▶ [Excerto]
• • •
Reconheço a importância histórica e a qualidade – ambas a
diferentes níveis – de V de Vingança, A Garagem Hermética, Fax de Saravejo ou Valentina. Considero Presas Fáceis um dos grandes
lançamentos do ano em Portugal e gostei bastante de A História de um Rato Mau. Aconselho
vivamente O Inverno do Desenhador e espero
muito de A Asa Quebrada.
Mas, para mim, o melhor livro desta segunda
colecção Novela Gráfica é este: Daytripper.
Deixo a seguir introdução que tive o privilégio de escrever
para ele.
A vida (e a morte) em
forma de arte
“O poder da ficção não
está em criar o impossível, mas em tornar o possível, o real, tão interessante
quanto o imaginário.”
Fábio Moon in 10 Pãezinhos - Fanzine
Hesitei longamente sobre o título a dar a esta introdução,
mas finalmente prevaleceu o que está acima.
As outras duas hipóteses - durante bastante tempo as únicas -
eram “Paixão pelos quadr(ad)inhos” e “Dois irmãos”.
A segunda é fácil de justificar: os autores deste livro,
Fábio Moon e Gabriel Bá, são irmãos, gémeos, brasileiros, nascidos em São Paulo,
em 1976.
E são dois irmãos apaixonados por banda desenhada - melhor,
enamorados porque paixão pressupõe um sentimento explosivo mas passageiro,
enquanto o enamoramento implica dedicação constante ao objecto da afeição e até
o passo em frente para uma relação mais séria.
Desde sempre souberam que iam ser autores o que, sendo
evidente hoje e pelo seu percurso, já estava claramente afirmado na sua “tese
de compromisso”, o livro “10 Pãezinhos[i]
- Fanzine”, que é uma tocante declaração de amor e de entrega à arte de narrar
em imagens sequenciais e no qual evocam o seu percurso iniciático de
aprendizagem e crescimento, de fãs e autores de fanzines até estarem prontos para
o passo seguinte, a profissionalização.
Que, sem renegarem outros projectos - como a adaptação (personalizada)
de clássicos da literatura brasileira como O Alienista, de Machado de Assis,
ou (justificadamente) Dois irmãos, de Milton Hatoum – ou a formação superior
em Artes Plásticas como mais um instrumento para o seu objectivo, já os levou a
trabalhar com autores como Mike Mignola (B.P.R.D.: Vampire), Matt Fraction
(Casanova), Gerald Way (Umbrella Academy) ou, mais recentemente, Neil
Gaiman (How to Talk to Girls at Parties).
Daytripper, que agora têm nas mãos, é um elemento
fundamental nesse percurso porque, incontornavelmente, marca a afirmação da
dupla - Bá e Moon escrevem e desenham (muitas vezes) juntos - como autores
completos e a solo (duplo).
Editado primeiro nos Estados Unidos, em dez comic-books, ao
longo de 2010, e só depois no Brasil, permitiu a sua afirmação internacional e,
principalmente - atrevo-me a escrever - o seu reconhecimento no país natal - cá
como lá, o que vem do estrangeiro é sempre melhor…?
• • •
▶ [Entradas fornecidas]
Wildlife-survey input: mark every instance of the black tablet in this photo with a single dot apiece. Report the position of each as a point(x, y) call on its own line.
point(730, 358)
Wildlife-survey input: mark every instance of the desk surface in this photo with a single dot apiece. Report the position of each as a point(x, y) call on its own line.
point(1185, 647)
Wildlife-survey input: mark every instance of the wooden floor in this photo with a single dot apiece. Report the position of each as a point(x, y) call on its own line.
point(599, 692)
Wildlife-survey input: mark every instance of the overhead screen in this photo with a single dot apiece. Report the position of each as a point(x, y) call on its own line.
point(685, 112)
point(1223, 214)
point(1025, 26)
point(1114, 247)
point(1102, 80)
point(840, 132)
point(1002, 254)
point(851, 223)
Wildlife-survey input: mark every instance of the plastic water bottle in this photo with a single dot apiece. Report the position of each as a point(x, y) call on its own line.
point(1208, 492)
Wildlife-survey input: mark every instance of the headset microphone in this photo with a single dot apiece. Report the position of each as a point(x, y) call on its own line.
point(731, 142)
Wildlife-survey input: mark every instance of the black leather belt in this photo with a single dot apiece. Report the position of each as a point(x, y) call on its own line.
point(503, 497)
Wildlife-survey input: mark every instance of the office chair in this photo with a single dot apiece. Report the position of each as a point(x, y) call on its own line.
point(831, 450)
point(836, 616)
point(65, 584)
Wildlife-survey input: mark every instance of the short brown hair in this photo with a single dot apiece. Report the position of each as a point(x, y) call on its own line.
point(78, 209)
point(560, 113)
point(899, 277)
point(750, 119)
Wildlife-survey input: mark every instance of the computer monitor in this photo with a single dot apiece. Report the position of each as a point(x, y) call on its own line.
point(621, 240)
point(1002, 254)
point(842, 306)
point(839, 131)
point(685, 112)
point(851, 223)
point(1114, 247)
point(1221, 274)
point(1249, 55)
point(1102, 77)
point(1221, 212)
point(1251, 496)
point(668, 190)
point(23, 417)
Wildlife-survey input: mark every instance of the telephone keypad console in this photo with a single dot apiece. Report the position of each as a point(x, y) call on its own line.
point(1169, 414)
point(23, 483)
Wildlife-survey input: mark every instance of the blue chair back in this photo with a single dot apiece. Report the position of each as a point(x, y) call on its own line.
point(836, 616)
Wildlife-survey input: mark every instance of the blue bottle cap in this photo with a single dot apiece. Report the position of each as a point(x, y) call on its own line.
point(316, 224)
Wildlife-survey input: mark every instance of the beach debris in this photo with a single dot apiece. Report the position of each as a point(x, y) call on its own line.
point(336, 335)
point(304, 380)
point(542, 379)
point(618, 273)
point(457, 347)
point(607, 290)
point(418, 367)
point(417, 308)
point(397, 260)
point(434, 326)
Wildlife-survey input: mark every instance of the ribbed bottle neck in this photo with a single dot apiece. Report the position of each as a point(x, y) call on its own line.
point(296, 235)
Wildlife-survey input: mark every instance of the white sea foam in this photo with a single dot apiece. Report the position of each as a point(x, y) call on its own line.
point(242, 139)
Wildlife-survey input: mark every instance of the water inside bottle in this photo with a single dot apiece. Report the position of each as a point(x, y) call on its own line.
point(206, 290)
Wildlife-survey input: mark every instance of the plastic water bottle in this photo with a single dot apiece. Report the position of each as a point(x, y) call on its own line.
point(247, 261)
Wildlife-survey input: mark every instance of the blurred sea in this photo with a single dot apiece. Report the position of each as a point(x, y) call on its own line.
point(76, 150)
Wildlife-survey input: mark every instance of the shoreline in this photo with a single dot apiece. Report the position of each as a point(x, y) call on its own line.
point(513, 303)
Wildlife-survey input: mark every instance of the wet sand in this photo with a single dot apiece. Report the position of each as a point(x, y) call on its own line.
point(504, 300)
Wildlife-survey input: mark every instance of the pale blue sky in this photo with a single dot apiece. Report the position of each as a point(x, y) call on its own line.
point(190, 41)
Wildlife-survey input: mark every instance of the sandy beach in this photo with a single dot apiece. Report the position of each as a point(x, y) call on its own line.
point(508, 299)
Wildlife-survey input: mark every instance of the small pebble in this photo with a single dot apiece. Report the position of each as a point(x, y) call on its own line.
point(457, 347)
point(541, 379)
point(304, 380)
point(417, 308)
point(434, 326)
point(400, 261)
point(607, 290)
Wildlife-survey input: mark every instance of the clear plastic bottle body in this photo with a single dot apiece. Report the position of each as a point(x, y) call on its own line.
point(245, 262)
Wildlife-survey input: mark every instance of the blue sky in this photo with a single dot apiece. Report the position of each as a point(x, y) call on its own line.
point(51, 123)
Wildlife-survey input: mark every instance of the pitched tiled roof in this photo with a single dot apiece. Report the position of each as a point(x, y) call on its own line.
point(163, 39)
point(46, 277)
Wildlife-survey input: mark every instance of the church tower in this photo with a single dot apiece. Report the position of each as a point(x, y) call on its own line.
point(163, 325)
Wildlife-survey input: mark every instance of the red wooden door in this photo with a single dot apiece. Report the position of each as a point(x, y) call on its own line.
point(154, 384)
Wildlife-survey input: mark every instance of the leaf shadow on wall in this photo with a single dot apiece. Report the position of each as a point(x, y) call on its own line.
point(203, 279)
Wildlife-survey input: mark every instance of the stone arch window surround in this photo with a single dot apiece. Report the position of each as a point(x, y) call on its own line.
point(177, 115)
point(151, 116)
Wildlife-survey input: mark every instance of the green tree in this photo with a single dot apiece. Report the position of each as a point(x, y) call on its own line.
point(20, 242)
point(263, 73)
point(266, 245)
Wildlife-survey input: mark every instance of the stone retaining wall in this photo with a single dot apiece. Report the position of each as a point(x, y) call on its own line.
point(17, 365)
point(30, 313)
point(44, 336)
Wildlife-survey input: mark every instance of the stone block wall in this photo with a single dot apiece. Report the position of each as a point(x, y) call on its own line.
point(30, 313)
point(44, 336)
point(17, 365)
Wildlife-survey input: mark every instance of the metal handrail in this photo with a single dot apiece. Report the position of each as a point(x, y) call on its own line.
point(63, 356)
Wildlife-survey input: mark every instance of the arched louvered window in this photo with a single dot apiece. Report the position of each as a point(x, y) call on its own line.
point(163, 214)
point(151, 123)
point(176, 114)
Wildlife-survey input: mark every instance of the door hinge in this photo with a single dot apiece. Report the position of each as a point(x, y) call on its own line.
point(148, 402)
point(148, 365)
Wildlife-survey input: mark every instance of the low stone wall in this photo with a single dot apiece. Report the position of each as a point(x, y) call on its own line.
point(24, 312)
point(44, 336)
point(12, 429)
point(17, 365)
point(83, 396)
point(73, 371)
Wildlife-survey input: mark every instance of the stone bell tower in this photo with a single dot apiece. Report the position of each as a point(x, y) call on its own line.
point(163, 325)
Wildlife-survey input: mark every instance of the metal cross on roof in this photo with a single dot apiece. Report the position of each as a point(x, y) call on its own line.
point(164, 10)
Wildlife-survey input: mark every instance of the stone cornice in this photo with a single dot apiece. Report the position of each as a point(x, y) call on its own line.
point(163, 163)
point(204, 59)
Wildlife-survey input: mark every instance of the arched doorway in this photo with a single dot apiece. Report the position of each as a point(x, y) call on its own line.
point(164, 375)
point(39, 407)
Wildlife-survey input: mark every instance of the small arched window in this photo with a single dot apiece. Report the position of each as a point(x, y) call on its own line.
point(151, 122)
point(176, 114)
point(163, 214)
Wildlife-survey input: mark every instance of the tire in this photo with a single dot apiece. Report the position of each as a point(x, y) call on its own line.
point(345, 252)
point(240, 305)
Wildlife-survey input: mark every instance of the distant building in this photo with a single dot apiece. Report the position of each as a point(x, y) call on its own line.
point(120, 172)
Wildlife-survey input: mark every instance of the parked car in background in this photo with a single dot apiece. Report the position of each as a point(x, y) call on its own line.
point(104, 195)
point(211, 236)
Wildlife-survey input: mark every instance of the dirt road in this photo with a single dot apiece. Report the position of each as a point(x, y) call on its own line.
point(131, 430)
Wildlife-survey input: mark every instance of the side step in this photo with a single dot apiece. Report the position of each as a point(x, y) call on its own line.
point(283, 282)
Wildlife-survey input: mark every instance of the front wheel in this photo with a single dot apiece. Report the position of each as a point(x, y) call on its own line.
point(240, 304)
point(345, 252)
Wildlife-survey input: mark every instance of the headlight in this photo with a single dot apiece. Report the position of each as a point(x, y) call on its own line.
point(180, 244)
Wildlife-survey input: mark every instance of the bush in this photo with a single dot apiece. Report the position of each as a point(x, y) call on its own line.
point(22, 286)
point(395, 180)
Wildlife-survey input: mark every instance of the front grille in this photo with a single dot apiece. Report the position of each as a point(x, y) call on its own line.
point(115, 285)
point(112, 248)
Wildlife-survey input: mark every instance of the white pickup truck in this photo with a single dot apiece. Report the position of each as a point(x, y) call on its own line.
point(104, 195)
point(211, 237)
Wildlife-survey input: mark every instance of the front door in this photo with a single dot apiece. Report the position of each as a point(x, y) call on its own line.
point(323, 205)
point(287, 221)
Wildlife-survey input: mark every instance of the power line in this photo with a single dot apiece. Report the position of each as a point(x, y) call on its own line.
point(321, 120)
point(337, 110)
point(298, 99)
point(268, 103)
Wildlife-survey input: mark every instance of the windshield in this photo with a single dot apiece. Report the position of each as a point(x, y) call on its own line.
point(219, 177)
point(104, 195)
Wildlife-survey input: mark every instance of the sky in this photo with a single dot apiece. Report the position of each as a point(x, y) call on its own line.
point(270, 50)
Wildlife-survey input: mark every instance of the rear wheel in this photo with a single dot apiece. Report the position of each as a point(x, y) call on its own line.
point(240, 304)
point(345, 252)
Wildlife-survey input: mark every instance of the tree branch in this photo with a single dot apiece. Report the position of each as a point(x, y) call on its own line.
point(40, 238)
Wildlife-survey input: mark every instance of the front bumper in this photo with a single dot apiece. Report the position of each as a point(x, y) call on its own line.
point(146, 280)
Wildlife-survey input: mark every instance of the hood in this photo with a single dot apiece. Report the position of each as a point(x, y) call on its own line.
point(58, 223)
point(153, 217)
• • •
▶ [Lista de tarefas]
(a) Resuma o excerto em duas frases.
(b) Apresente sob a forma de lista numerada o trecho das entradas que vai da linha que contém "Wildlife-survey input: mark every instance of the front wheel" até à linha que contém "point(180, 244)", ambas incluídas.

▶ [Lista de soluções]
(a) Daytripper é apontado como o melhor livro da segunda colecção Novela Gráfica, e segue-se a introdução escrita para ele, que apresenta os seus autores, Fábio Moon e Gabriel Bá, irmãos gémeos brasileiros nascidos em São Paulo em 1976 e enamorados pela banda desenhada. Editado primeiro nos Estados Unidos, em dez comic-books ao longo de 2010, e só depois no Brasil, o livro marca a afirmação da dupla como autores completos e permitiu a sua afirmação internacional e o seu reconhecimento no país natal.

(b)
1. Wildlife-survey input: mark every instance of the front wheel in this photo with a single dot apiece. Report the position of each as a point(x, y) call on its own line.
2. point(240, 304)
3. point(345, 252)
4. Wildlife-survey input: mark every instance of the headlight in this photo with a single dot apiece. Report the position of each as a point(x, y) call on its own line.
5. point(180, 244)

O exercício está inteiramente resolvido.